Start of DATA RECORDS

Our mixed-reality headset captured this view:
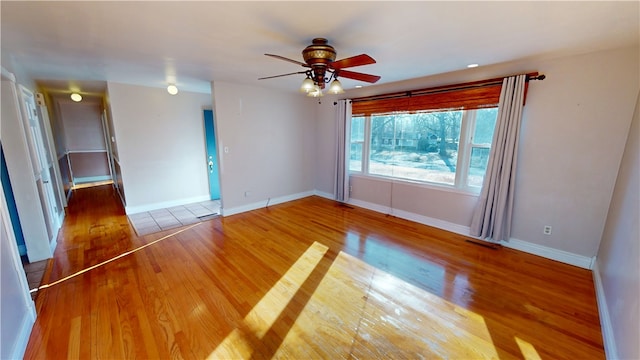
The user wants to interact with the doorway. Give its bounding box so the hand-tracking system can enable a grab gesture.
[204,110,220,200]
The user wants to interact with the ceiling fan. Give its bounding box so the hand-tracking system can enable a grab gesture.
[258,38,380,96]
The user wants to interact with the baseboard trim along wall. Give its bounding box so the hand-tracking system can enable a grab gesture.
[221,191,314,216]
[124,194,211,215]
[11,306,36,359]
[592,261,619,359]
[348,199,595,269]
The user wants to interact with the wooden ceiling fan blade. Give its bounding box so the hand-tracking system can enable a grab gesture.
[336,70,380,84]
[265,54,309,67]
[329,54,376,70]
[258,71,306,80]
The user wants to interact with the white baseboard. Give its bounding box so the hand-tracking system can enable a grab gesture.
[500,238,594,270]
[348,199,594,269]
[220,191,315,216]
[592,261,619,359]
[10,304,36,359]
[73,175,111,184]
[124,195,211,215]
[313,190,336,200]
[349,199,469,236]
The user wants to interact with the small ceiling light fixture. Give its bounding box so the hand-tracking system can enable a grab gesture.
[167,84,178,95]
[307,85,323,97]
[300,73,316,94]
[329,78,344,94]
[71,93,82,102]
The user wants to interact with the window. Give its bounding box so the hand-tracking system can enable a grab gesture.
[349,107,497,191]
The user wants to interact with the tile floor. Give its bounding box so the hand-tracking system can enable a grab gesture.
[129,200,220,236]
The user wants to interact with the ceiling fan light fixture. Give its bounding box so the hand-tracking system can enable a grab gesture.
[167,84,178,95]
[71,93,82,102]
[300,76,316,94]
[307,85,322,97]
[329,79,344,94]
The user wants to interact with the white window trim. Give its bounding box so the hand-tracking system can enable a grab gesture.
[349,110,491,195]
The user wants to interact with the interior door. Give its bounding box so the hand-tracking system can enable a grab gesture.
[204,110,220,200]
[20,86,61,241]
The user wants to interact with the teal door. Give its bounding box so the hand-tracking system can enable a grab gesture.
[204,110,220,200]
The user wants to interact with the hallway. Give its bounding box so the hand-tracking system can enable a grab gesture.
[25,186,604,360]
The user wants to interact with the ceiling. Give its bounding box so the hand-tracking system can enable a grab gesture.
[0,1,640,97]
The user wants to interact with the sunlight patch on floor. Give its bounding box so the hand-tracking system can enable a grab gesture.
[208,242,329,359]
[274,252,499,359]
[514,336,542,360]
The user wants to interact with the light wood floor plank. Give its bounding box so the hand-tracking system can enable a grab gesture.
[25,185,604,359]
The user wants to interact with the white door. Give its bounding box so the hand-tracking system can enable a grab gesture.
[20,86,62,242]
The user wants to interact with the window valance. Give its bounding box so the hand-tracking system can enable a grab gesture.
[352,72,544,115]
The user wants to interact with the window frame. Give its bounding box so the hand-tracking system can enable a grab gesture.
[349,104,497,194]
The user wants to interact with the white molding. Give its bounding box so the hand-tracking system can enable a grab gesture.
[348,199,594,269]
[73,175,111,184]
[313,190,336,200]
[11,304,36,359]
[220,191,315,216]
[1,66,16,83]
[348,199,469,236]
[124,195,211,215]
[592,259,619,359]
[500,238,593,270]
[49,235,60,254]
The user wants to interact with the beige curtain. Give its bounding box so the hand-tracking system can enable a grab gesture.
[470,75,526,241]
[335,100,351,202]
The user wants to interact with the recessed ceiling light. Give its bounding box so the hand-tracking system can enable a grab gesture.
[71,93,82,102]
[167,84,178,95]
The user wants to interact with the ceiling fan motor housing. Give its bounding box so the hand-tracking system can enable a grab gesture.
[302,38,336,88]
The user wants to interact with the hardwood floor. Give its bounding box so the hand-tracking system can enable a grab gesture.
[25,186,604,359]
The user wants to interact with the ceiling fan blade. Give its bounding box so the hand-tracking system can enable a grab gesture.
[329,54,376,70]
[265,54,310,67]
[258,71,306,80]
[336,70,380,84]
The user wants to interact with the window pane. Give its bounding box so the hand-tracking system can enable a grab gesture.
[467,147,491,187]
[473,108,498,145]
[369,111,462,185]
[349,116,364,171]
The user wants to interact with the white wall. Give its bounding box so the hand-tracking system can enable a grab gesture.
[594,90,640,359]
[0,74,53,262]
[212,82,318,215]
[0,179,36,359]
[316,47,640,259]
[107,82,211,213]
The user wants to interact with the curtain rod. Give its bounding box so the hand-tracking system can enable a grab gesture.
[333,72,546,105]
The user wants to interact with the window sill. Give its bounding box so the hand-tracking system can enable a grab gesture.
[349,171,480,197]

End of DATA RECORDS

**YOUR TASK:**
The lines to reproduce run from the one that contains "The user wants to interact with the ceiling fan motor" through the last line above; copy them exactly.

**CORRECT RESPONSE:**
The user wants to interact with the ceiling fan motor housing. Give its bounding box so the hand-tracking system can enable a grab gesture.
[302,38,336,88]
The user wants to interact with the hardwood floor. Give its bounding box so the hand-tracking system can enable a grab gesture.
[25,186,604,359]
The user wants to interact with the ceiling fan blade. Give its bounding box so the hand-tracking system can enable a grab gesture.
[329,54,376,70]
[265,54,310,67]
[258,71,306,80]
[336,70,380,84]
The user wants to interact with the window pane. Give its bounding box so the hand-tracking system can enable a grab gesture.
[467,147,491,187]
[473,108,498,145]
[369,111,462,185]
[349,116,364,171]
The user wants to interact with the white wall. Give its bounding box so the hand-tracking system can enable a grab gesture.
[594,90,640,359]
[0,74,53,262]
[212,82,318,215]
[0,179,36,359]
[316,47,640,259]
[107,82,211,213]
The user wants to interact with the curtain rod. Give its bounding box so the hand-tracking system can enable a grab gesture.
[333,72,546,105]
The user wants to interact with the window sill. Give its bounding box so the hand-tracking system can enable a grab gesture.
[349,171,480,197]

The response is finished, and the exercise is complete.